Do this ::
The entries below are to be written out again without alteration.

Given data ::
start

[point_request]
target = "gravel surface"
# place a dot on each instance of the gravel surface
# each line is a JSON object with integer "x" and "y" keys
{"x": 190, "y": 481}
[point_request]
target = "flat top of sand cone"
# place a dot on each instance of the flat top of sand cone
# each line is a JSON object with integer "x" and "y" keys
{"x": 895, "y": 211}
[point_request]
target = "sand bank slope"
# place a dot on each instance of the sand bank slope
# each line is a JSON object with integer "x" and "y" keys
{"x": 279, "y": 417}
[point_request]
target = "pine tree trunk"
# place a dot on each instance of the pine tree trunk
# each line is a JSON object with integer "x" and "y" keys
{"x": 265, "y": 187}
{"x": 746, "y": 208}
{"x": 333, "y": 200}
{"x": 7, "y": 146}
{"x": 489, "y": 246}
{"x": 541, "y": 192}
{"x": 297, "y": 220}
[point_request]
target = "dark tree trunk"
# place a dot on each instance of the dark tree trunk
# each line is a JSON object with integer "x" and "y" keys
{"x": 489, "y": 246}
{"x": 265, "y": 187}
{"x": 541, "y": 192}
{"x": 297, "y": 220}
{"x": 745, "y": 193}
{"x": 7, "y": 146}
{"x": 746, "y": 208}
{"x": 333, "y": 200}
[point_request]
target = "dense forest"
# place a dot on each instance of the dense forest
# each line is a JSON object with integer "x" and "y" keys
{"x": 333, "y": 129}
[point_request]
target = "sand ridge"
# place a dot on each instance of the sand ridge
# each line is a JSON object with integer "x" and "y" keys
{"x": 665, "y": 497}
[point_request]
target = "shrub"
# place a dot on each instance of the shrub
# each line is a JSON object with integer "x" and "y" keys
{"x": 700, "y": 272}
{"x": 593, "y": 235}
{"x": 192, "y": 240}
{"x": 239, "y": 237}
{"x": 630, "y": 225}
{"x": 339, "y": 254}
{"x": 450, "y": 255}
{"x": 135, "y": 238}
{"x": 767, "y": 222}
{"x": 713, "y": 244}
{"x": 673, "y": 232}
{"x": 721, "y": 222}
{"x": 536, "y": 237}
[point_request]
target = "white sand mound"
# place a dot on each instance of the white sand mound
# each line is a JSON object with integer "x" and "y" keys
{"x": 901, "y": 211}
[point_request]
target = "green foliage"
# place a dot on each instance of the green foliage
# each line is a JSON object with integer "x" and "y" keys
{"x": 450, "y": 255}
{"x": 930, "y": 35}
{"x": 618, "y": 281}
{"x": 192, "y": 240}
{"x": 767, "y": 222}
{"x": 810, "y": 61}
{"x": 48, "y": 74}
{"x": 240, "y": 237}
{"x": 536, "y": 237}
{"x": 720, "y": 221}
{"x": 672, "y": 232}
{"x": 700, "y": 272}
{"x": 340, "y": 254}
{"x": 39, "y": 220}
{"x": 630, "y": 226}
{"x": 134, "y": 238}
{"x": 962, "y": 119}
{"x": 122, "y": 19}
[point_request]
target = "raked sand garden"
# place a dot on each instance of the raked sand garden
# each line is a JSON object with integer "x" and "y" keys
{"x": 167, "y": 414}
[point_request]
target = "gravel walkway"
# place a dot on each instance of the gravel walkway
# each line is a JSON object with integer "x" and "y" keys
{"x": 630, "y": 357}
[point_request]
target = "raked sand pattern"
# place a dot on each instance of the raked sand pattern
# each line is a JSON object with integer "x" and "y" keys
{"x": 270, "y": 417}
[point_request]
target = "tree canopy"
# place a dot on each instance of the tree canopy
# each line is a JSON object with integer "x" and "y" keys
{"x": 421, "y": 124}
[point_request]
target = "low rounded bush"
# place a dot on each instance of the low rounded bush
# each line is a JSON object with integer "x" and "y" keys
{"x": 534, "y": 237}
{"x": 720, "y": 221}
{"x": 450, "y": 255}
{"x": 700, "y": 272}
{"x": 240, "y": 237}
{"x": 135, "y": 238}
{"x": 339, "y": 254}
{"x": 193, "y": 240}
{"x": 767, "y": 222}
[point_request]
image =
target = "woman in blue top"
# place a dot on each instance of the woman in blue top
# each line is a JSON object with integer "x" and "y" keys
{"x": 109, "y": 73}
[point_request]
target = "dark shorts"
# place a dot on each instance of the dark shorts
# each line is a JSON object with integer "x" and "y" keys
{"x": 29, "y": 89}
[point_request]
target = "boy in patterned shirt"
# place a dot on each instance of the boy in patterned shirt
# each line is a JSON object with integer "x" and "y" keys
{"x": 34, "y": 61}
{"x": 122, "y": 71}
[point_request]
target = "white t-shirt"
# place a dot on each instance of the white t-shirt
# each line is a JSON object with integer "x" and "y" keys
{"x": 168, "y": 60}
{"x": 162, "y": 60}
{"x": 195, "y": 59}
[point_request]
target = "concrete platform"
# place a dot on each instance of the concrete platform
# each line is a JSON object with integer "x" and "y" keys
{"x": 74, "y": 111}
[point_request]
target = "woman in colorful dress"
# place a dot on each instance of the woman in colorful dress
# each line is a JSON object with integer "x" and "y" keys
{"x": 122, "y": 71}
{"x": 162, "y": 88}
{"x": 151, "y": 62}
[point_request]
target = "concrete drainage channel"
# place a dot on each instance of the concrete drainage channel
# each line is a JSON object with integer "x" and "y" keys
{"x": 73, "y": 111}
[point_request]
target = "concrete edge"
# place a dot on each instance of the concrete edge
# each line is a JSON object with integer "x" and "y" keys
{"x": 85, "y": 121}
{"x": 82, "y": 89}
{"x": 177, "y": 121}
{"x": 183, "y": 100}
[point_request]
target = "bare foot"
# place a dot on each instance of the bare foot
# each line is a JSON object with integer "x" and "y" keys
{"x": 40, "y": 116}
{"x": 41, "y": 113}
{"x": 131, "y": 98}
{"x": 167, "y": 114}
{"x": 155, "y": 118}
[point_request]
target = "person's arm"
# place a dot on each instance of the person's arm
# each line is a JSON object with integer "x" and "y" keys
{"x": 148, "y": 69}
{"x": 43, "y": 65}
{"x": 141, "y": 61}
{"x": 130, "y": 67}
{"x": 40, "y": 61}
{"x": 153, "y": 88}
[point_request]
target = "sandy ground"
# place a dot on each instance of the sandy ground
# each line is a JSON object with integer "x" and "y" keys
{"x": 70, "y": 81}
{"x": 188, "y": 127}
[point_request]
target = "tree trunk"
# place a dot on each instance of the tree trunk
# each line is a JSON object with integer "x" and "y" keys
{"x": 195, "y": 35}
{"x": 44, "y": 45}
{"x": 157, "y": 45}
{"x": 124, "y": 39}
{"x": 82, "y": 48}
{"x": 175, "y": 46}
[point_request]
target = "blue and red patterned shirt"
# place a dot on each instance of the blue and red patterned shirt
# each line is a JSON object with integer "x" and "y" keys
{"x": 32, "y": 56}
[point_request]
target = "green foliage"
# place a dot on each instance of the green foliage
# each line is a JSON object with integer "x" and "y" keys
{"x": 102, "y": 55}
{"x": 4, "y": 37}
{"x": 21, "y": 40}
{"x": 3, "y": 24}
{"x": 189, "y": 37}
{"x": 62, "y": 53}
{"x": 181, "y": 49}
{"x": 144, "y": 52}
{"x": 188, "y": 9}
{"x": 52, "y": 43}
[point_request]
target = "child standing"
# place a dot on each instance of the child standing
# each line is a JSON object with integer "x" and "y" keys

end

Answer in full ::
[point_request]
target = "gravel surface"
# place a dot on each instance of the gravel surface
# each line is a JSON object with integer "x" and "y" keys
{"x": 190, "y": 481}
[point_request]
target = "flat top of sand cone"
# place a dot on each instance of the flat top of sand cone
# each line is a JSON object with integer "x" and "y" keys
{"x": 895, "y": 211}
[point_request]
target = "sand bank slope"
# place a dot on each instance of the sand bank slope
# each line is a JSON object with integer "x" and "y" keys
{"x": 279, "y": 417}
[point_request]
target = "pine tree trunk"
# place a dot on each instance of the pine tree trunk
# each line is a JSON object with integer "x" and "y" keys
{"x": 265, "y": 187}
{"x": 746, "y": 208}
{"x": 333, "y": 200}
{"x": 7, "y": 146}
{"x": 489, "y": 246}
{"x": 541, "y": 192}
{"x": 297, "y": 220}
[point_request]
target = "dark tree trunk"
# place a dot on each instance of the dark tree trunk
# each line is a JSON object with integer "x" and "y" keys
{"x": 489, "y": 246}
{"x": 265, "y": 187}
{"x": 541, "y": 192}
{"x": 297, "y": 220}
{"x": 745, "y": 193}
{"x": 7, "y": 146}
{"x": 746, "y": 208}
{"x": 333, "y": 200}
[point_request]
target = "dense forest"
# place a dot on each instance of the dense forest
# each line is a JSON object with integer "x" and "y" keys
{"x": 333, "y": 129}
[point_request]
target = "sand ridge"
# place a dot on each instance of the sand ridge
# each line is a JSON object with integer "x" and "y" keys
{"x": 665, "y": 497}
[point_request]
target = "shrub"
# place a dot on each instance of the shrub
# each line is a JSON object with integer "x" and "y" keys
{"x": 700, "y": 272}
{"x": 593, "y": 235}
{"x": 192, "y": 240}
{"x": 239, "y": 237}
{"x": 630, "y": 225}
{"x": 339, "y": 254}
{"x": 450, "y": 255}
{"x": 135, "y": 238}
{"x": 767, "y": 222}
{"x": 713, "y": 244}
{"x": 673, "y": 232}
{"x": 721, "y": 222}
{"x": 536, "y": 237}
[point_request]
target = "white sand mound"
# place a dot on each instance of the white sand mound
# each line is a JSON object with integer "x" and "y" keys
{"x": 901, "y": 211}
[point_request]
target = "green foliage"
# place a dot on each instance of the green foliage
# each line is a JSON object with integer "x" and "y" keys
{"x": 450, "y": 255}
{"x": 930, "y": 35}
{"x": 618, "y": 281}
{"x": 192, "y": 240}
{"x": 767, "y": 222}
{"x": 810, "y": 61}
{"x": 48, "y": 74}
{"x": 240, "y": 237}
{"x": 536, "y": 237}
{"x": 720, "y": 221}
{"x": 672, "y": 232}
{"x": 700, "y": 272}
{"x": 340, "y": 254}
{"x": 39, "y": 220}
{"x": 630, "y": 226}
{"x": 134, "y": 238}
{"x": 962, "y": 119}
{"x": 122, "y": 19}
[point_request]
target = "raked sand garden"
# place a dot on each instance of the raked sand garden
# each line is a JSON object with integer "x" and "y" keys
{"x": 167, "y": 414}
[point_request]
target = "gravel walkway"
# place a dot on each instance of the gravel walkway
# each line is a JSON object with integer "x" and "y" keys
{"x": 630, "y": 357}
[point_request]
target = "raked sand pattern"
# place a dot on each instance of the raked sand pattern
# each line is a JSON object with integer "x" and "y" keys
{"x": 270, "y": 417}
[point_request]
target = "tree canopy"
# place a dot on each instance of the tree canopy
# each line is a JSON object with integer "x" and "y" keys
{"x": 421, "y": 124}
[point_request]
target = "low rounded bush"
# place a dot on each instance of the low rounded bush
# each line is a JSON object with integer "x" and "y" keys
{"x": 534, "y": 237}
{"x": 720, "y": 221}
{"x": 450, "y": 255}
{"x": 700, "y": 272}
{"x": 240, "y": 237}
{"x": 135, "y": 238}
{"x": 339, "y": 254}
{"x": 193, "y": 240}
{"x": 767, "y": 222}
[point_request]
image =
target = "woman in blue top"
# place a dot on each instance of the woman in blue top
# each line is a JSON object with integer "x" and "y" keys
{"x": 109, "y": 73}
[point_request]
target = "dark shorts"
# place a dot on each instance of the dark shorts
# each line is a JSON object with integer "x" and "y" keys
{"x": 29, "y": 89}
[point_request]
target = "boy in patterned shirt"
# place a dot on each instance of the boy in patterned shirt
# each line is a JSON object with integer "x" and "y" keys
{"x": 34, "y": 61}
{"x": 122, "y": 71}
[point_request]
target = "white t-shirt"
# place a dot on each instance of the white t-shirt
# each line is a JSON object with integer "x" and "y" keys
{"x": 168, "y": 60}
{"x": 162, "y": 60}
{"x": 195, "y": 59}
[point_request]
target = "concrete platform"
# place a dot on each instance of the concrete platform
# each line is a JSON object with integer "x" and "y" keys
{"x": 74, "y": 111}
[point_request]
target = "woman in colorful dress"
# place a dot on each instance of the woman in colorful dress
# each line is a JSON object with integer "x" and "y" keys
{"x": 122, "y": 71}
{"x": 162, "y": 88}
{"x": 151, "y": 62}
[point_request]
target = "concrete drainage channel"
# place a dot on each instance of the concrete drainage channel
# each line is a JSON object with integer "x" and "y" keys
{"x": 73, "y": 111}
[point_request]
target = "concrete edge"
# place a dot on each instance of the concrete edge
# each line is a JSON object with integer "x" and "y" keys
{"x": 85, "y": 121}
{"x": 82, "y": 89}
{"x": 177, "y": 121}
{"x": 183, "y": 100}
[point_request]
target = "bare foot"
# place a dot on each instance of the bare foot
# each line is a JSON object with integer "x" and "y" keys
{"x": 40, "y": 116}
{"x": 41, "y": 113}
{"x": 131, "y": 98}
{"x": 167, "y": 114}
{"x": 155, "y": 118}
[point_request]
target = "person's arm"
# place a dot on each instance of the person's arm
# each line is a JSON object with integer "x" and "y" keys
{"x": 148, "y": 69}
{"x": 43, "y": 65}
{"x": 141, "y": 61}
{"x": 130, "y": 67}
{"x": 40, "y": 61}
{"x": 153, "y": 88}
[point_request]
target = "sandy ground"
# place a dot on each instance of the sandy ground
# each line is a JSON object with integer "x" and "y" keys
{"x": 70, "y": 81}
{"x": 188, "y": 127}
[point_request]
target = "tree trunk"
# place a dot on each instance of the tree trunk
# each line is a JSON object with integer "x" and "y" keys
{"x": 195, "y": 35}
{"x": 44, "y": 45}
{"x": 157, "y": 45}
{"x": 124, "y": 39}
{"x": 82, "y": 48}
{"x": 175, "y": 46}
[point_request]
target = "blue and red patterned shirt"
# place a dot on each instance of the blue and red patterned shirt
# each line is a JSON object with integer "x" and "y" keys
{"x": 32, "y": 56}
[point_request]
target = "green foliage"
# place a dot on each instance of the green foliage
# each line is a JSON object with integer "x" and "y" keys
{"x": 102, "y": 55}
{"x": 4, "y": 37}
{"x": 21, "y": 40}
{"x": 3, "y": 24}
{"x": 189, "y": 37}
{"x": 62, "y": 53}
{"x": 181, "y": 49}
{"x": 144, "y": 52}
{"x": 188, "y": 9}
{"x": 52, "y": 43}
[point_request]
target = "child standing"
# place a dot on each instance of the child standing
# each line is a JSON object with integer "x" and "y" keys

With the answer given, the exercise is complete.